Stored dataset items
####################

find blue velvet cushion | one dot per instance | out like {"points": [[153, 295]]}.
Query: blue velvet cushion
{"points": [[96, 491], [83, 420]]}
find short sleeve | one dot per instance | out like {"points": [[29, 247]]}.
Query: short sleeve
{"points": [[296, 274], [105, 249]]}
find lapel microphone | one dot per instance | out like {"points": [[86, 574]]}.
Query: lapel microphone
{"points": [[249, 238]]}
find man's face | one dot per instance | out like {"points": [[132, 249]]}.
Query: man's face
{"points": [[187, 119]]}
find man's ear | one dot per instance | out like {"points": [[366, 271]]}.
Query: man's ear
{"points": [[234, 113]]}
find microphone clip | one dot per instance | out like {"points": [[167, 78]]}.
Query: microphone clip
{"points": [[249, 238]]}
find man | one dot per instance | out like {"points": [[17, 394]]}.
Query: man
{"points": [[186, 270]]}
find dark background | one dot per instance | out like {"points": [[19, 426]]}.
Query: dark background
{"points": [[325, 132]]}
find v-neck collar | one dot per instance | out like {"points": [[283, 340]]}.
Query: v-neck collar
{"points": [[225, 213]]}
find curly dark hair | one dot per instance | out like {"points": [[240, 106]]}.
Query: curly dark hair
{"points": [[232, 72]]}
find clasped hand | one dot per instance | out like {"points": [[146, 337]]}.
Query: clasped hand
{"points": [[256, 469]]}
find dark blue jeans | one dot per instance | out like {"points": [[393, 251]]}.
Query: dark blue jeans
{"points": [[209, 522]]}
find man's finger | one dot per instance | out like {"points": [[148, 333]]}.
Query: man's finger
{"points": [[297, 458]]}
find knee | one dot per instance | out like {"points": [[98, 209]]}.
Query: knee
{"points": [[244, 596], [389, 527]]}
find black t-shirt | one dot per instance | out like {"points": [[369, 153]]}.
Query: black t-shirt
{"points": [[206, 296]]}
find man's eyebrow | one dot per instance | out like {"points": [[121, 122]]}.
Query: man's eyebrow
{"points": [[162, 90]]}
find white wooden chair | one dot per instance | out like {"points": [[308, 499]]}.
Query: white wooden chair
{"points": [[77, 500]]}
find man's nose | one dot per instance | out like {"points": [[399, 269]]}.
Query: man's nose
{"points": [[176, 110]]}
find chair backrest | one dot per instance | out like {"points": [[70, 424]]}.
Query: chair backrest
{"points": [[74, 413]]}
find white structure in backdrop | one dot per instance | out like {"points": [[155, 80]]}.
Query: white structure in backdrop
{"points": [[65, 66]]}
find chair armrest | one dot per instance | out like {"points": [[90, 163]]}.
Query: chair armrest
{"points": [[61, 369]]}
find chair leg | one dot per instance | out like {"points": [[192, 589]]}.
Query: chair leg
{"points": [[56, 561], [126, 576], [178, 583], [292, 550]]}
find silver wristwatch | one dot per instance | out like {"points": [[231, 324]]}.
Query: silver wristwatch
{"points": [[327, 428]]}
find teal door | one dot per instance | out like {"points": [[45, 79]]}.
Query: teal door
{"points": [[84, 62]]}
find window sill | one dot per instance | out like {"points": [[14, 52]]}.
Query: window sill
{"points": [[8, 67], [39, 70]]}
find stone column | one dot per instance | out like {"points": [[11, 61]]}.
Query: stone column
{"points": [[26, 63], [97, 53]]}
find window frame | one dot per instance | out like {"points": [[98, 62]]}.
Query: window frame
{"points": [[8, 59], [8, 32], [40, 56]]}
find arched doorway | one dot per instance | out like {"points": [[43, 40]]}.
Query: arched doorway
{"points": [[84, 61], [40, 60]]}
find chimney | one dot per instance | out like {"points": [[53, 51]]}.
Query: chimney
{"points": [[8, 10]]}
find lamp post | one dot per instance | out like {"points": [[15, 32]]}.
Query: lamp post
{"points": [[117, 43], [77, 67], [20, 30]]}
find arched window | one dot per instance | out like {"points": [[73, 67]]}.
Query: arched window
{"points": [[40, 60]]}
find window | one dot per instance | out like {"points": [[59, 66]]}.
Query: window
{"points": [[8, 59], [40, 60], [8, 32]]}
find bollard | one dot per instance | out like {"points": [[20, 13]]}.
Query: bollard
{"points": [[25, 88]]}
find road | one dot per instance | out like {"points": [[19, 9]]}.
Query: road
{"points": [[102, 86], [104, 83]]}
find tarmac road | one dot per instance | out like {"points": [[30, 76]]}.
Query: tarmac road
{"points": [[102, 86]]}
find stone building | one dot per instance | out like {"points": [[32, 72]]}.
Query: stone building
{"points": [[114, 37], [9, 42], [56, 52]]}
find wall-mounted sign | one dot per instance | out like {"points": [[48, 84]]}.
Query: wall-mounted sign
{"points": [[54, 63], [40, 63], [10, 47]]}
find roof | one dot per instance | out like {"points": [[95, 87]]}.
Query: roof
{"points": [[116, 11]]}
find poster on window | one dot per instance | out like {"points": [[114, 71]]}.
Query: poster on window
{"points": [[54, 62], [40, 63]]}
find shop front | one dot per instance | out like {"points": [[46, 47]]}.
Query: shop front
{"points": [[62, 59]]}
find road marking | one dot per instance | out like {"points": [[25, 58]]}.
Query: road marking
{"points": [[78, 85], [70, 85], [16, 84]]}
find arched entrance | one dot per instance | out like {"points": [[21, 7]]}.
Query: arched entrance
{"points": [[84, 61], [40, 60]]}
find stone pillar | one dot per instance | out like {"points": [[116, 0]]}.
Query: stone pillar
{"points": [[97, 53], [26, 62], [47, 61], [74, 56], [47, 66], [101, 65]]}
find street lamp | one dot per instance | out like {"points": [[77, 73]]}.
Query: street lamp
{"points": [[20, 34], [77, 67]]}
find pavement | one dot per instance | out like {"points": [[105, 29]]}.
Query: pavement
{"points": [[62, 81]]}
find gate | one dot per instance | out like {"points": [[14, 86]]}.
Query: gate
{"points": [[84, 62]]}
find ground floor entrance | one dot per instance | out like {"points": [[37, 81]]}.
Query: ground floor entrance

####################

Task goal: Repeat the records above in full, character for character.

Worked answer:
find blue velvet cushion | one dot per instance | out like {"points": [[153, 295]]}.
Query: blue velvet cushion
{"points": [[96, 491], [83, 420]]}
find short sleeve | one dot per instance | out like {"points": [[29, 247]]}.
Query: short sleeve
{"points": [[296, 274], [105, 249]]}
find lapel microphone | one dot per instance | out like {"points": [[86, 574]]}.
Query: lapel microphone
{"points": [[249, 238]]}
find man's face | one dot per instance | out like {"points": [[132, 249]]}.
Query: man's face
{"points": [[187, 119]]}
find man's ear | one dot per instance | out like {"points": [[366, 271]]}.
Query: man's ear
{"points": [[234, 113]]}
find microphone clip | one dot per instance | out like {"points": [[167, 78]]}.
Query: microphone clip
{"points": [[249, 238]]}
find man | one dot per instance | out like {"points": [[17, 394]]}.
Query: man
{"points": [[186, 270]]}
find dark background | one dot per instance | out like {"points": [[19, 426]]}.
Query: dark background
{"points": [[325, 132]]}
find v-neck collar | one dot per instance | out like {"points": [[283, 340]]}.
Query: v-neck collar
{"points": [[225, 213]]}
find curly dark hair | one dot per instance | out like {"points": [[240, 106]]}.
Query: curly dark hair
{"points": [[232, 72]]}
find clasped hand | one dot per instance | out like {"points": [[146, 337]]}.
Query: clasped hand
{"points": [[256, 469]]}
find dark blue jeans | one dot per instance | out like {"points": [[393, 251]]}.
Query: dark blue jeans
{"points": [[209, 522]]}
find man's finger | one dot per instance | out like {"points": [[148, 333]]}.
Query: man's finger
{"points": [[297, 458]]}
find knee | one dot per instance | out like {"points": [[98, 209]]}.
Query: knee
{"points": [[244, 596], [389, 527]]}
find black t-shirt | one dot per instance | out like {"points": [[369, 153]]}.
Query: black t-shirt
{"points": [[206, 296]]}
find man's eyebrow | one dot per instance | out like {"points": [[121, 122]]}.
Query: man's eyebrow
{"points": [[162, 90]]}
find white wooden chair | one dot per instance | out like {"points": [[308, 499]]}.
Query: white wooden chair
{"points": [[77, 500]]}
find man's nose | one dot per instance | out like {"points": [[399, 269]]}.
Query: man's nose
{"points": [[176, 110]]}
find chair backrest | one dot per instance | out like {"points": [[70, 424]]}.
Query: chair backrest
{"points": [[74, 413]]}
find white structure in backdrop | one dot per instance | out like {"points": [[155, 80]]}.
Query: white structure in backdrop
{"points": [[65, 66]]}
find chair armrest | one dot per instance | out like {"points": [[90, 163]]}.
Query: chair armrest
{"points": [[61, 369]]}
find chair leg | one dot per instance | out like {"points": [[192, 589]]}.
Query: chair leg
{"points": [[56, 561], [126, 576], [178, 583], [292, 550]]}
find silver wristwatch | one dot per instance | out like {"points": [[231, 324]]}.
Query: silver wristwatch
{"points": [[327, 428]]}
find teal door | one dot per instance | out like {"points": [[45, 79]]}.
Query: teal door
{"points": [[84, 62]]}
find window sill | one dot per instance | out like {"points": [[14, 52]]}.
Query: window sill
{"points": [[8, 67], [39, 70]]}
find stone column | one dot per instance | out like {"points": [[11, 61]]}.
Query: stone column
{"points": [[26, 63], [97, 53]]}
find window frame | one dot per instance | out like {"points": [[98, 62]]}.
Query: window frame
{"points": [[8, 59], [8, 32], [40, 56]]}
find arched doorway | one dot per instance | out like {"points": [[43, 40]]}.
Query: arched doorway
{"points": [[84, 61], [40, 60]]}
find chimney | one dot per instance | out like {"points": [[53, 51]]}.
Query: chimney
{"points": [[8, 10]]}
find lamp post | one dot per instance | out like {"points": [[15, 32]]}.
Query: lamp post
{"points": [[117, 43], [77, 67], [20, 30]]}
find arched window | one dot per instance | out like {"points": [[73, 67]]}.
Query: arched window
{"points": [[40, 60]]}
find window | one dot per instance | out like {"points": [[59, 66]]}.
Query: window
{"points": [[8, 59], [40, 60], [8, 32]]}
find bollard | one dot per instance | out like {"points": [[20, 13]]}.
Query: bollard
{"points": [[25, 88]]}
find road | one dot per instance | out like {"points": [[19, 9]]}.
Query: road
{"points": [[102, 86], [104, 83]]}
find tarmac road | one dot per instance | out like {"points": [[30, 76]]}.
Query: tarmac road
{"points": [[102, 86]]}
find stone building | one dot per instance | out like {"points": [[32, 72]]}.
Query: stone building
{"points": [[114, 37], [9, 42], [56, 52]]}
find wall-mounted sign | one dot per instance | out like {"points": [[48, 84]]}.
Query: wall-mounted sign
{"points": [[54, 63], [40, 63], [10, 47]]}
find roof | one dot per instance | out like {"points": [[95, 87]]}.
Query: roof
{"points": [[116, 11]]}
find poster on window | one dot per instance | out like {"points": [[114, 71]]}.
Query: poster on window
{"points": [[54, 62], [40, 63]]}
find shop front | one dot per instance | out like {"points": [[46, 47]]}.
Query: shop front
{"points": [[62, 59]]}
find road marking | one dot per instance | out like {"points": [[25, 58]]}.
Query: road marking
{"points": [[78, 85], [70, 85], [16, 84]]}
find arched entrance | one dot per instance | out like {"points": [[21, 7]]}.
Query: arched entrance
{"points": [[84, 61], [40, 60]]}
find stone pillar | one dot per instance | out like {"points": [[116, 0]]}.
Query: stone pillar
{"points": [[97, 53], [26, 62], [47, 61], [74, 56], [47, 66], [101, 65]]}
find street lamp | one dot per instance | out like {"points": [[77, 73]]}.
Query: street lamp
{"points": [[20, 34], [77, 67]]}
find pavement | one dot per instance | out like {"points": [[105, 29]]}.
Query: pavement
{"points": [[62, 81]]}
find gate | one dot per instance | out like {"points": [[14, 86]]}.
Query: gate
{"points": [[84, 62]]}
find ground floor entrance | one dot per instance | out like {"points": [[37, 81]]}.
Query: ground floor entrance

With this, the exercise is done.